Question

12.0-kg block is pushed across a rough horizontal surface by a force that is angled 30.0◦below thehorizontal. The magnitude of the force is 75.0 N and the acceleration of the block as it is pushed is 3.20m/s2. What is the magnitude of the contact force exerted on the block by the surface?

Answer 1

Answer: Fr = 26.53 N

Explanation: The constant force exerted on the block by the surface is the frictional force.

This frictional force is as a result of interaction between the body and the surface.

According to newton's second law of motion,

F - Fr = ma

F=applied force

Fr = magnitude of frictional force

m = mass of object = 12kg

a = acceleration of object = 3.2m/s²

The applied force (F= 75 N) is inclined at an angle of 30° to the horizontal thus making it have 2 components of forces given below

Fx = 75 * cos 30 = 64.95 N (horizontal component)

Fy = 75 * sin 30 = 37.5 N ( vertical motion)

The body moves across the surface, hence the horizontal component of force is responsible for motion.

Items stored from a collection
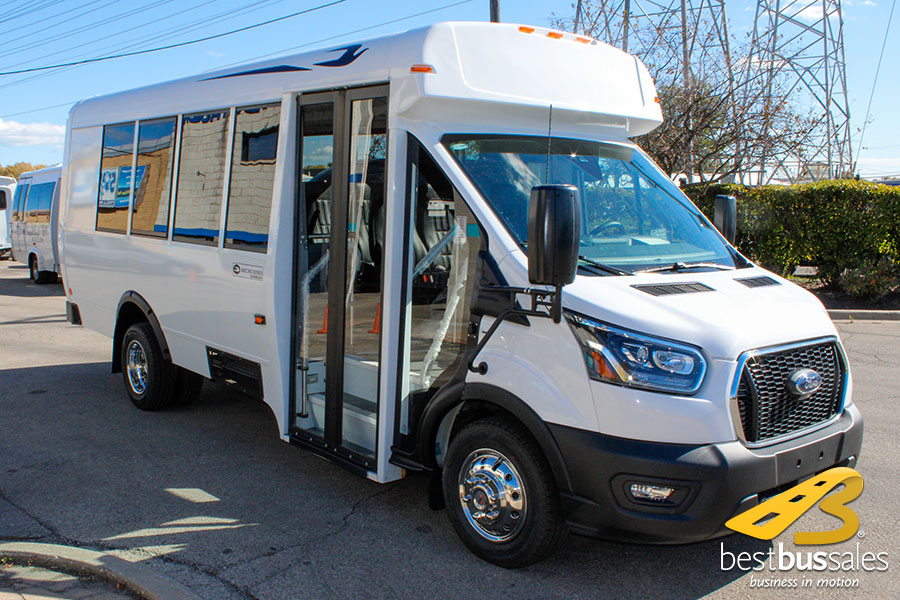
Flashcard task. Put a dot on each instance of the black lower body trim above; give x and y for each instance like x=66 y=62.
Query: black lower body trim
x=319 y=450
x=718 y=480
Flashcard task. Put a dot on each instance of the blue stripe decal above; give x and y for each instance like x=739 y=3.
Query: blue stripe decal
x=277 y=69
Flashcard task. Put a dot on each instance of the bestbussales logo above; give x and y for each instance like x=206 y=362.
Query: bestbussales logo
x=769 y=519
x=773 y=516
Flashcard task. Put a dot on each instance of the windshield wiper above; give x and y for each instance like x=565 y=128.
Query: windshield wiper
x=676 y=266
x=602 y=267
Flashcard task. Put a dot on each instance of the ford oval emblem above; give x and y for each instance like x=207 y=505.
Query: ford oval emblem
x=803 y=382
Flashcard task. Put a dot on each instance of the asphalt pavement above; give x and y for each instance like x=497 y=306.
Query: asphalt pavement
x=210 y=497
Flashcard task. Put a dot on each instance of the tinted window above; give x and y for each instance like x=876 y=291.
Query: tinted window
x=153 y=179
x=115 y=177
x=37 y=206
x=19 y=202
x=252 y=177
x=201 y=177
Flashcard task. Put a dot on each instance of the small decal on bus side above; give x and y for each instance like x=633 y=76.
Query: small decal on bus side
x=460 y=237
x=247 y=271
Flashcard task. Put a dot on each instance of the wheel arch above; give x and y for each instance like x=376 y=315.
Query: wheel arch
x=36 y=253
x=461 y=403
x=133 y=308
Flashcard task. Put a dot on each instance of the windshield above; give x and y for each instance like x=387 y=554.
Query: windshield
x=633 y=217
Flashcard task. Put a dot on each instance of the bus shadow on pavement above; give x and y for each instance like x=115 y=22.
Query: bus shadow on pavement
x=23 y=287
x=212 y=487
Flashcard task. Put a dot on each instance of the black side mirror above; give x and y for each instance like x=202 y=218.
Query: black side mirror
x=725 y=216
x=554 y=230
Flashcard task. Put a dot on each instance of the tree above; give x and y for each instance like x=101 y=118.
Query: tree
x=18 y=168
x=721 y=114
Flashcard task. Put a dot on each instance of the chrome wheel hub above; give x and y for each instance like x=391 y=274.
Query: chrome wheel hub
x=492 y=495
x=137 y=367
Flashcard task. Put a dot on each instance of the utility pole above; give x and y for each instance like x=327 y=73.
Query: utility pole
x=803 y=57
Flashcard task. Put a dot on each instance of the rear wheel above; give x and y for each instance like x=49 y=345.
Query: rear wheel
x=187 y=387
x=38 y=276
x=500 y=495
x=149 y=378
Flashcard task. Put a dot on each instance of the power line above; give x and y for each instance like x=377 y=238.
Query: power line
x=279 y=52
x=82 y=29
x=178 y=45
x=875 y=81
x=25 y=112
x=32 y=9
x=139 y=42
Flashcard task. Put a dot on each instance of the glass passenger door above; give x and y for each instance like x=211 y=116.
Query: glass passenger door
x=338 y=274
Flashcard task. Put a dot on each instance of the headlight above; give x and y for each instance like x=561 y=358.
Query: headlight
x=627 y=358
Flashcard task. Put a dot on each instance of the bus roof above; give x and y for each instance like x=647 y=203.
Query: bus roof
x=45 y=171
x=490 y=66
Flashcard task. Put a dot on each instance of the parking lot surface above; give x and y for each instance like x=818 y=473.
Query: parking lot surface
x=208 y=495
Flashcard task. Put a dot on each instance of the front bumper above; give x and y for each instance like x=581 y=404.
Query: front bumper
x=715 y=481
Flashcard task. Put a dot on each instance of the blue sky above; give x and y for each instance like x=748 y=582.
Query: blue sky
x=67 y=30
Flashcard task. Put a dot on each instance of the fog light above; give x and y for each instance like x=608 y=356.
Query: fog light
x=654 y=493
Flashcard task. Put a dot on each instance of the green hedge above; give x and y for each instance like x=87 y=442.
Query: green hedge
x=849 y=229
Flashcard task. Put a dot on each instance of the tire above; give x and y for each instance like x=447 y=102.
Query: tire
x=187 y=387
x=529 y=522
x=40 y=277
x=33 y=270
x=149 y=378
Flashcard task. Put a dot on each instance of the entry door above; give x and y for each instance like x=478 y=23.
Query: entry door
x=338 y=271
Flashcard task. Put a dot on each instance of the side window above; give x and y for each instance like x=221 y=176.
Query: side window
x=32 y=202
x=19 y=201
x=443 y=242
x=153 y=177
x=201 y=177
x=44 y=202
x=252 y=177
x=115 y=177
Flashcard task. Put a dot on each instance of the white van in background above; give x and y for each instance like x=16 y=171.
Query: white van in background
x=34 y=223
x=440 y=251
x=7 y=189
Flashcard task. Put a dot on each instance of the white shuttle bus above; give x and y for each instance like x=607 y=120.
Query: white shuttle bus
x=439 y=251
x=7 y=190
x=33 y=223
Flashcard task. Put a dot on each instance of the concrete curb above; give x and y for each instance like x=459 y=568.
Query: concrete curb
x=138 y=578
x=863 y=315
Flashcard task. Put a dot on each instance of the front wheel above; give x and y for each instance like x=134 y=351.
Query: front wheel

Exercise description:
Write the next part of the worked solution about the 12.0-kg block pushed across a rough surface, picking up after its final sentence.

In response:
F = 64.95 N

By substituting the parameters, we have that

64.96 - Fr = 12 * 3.2

64.96 - Fr = 38.4

Fr = 64.96 - 38.4

Fr = 26.53 N

Answer 2

Answer:

26.55N

Explanation:

Newton's second law of motion states that the effective/resultant (∑F) force acting on a body is the product of the mass (m) of the body and the acceleration (a) caused by this force, as follows;

∑F = m x a

From the question, the two forces acting on the body are;

(i) the force (say F) of push which is 75.0N inclined at 30° below the horizontal. Since this force is inclined at an angle, it means that it has two components - the vertical ($F_{Y}$) and the horizontal ($F_{X}$) - and are calculated as follows;

=> $F_{Y}$ =  F sin θ

Note: That the vertical component, $F_{Y}$, of the force will be negative since it is inclined at an angle below the horizontal

∴ $F_{Y}$ =  -75.0 sin 30° =  - 37.5N

Also,

=> $F_{X}$ =  F cos θ

∴  $F_{X}$ =  75.0 cos 30° = 64.95N

Since the motion of the block is on the horizontal, the horizontal component ($F_{X}$ = 64.95N) is sufficient to solve the problem at hand and will be used.

(ii) the contact force exerted on the block by the surface. This force is due to friction and is called the frictional force ($F_{R}$) and it acts to oppose the force of push on the block. Therefore, it is going to have a negative sign to show that it acts in a direction opposite to that of the force of push.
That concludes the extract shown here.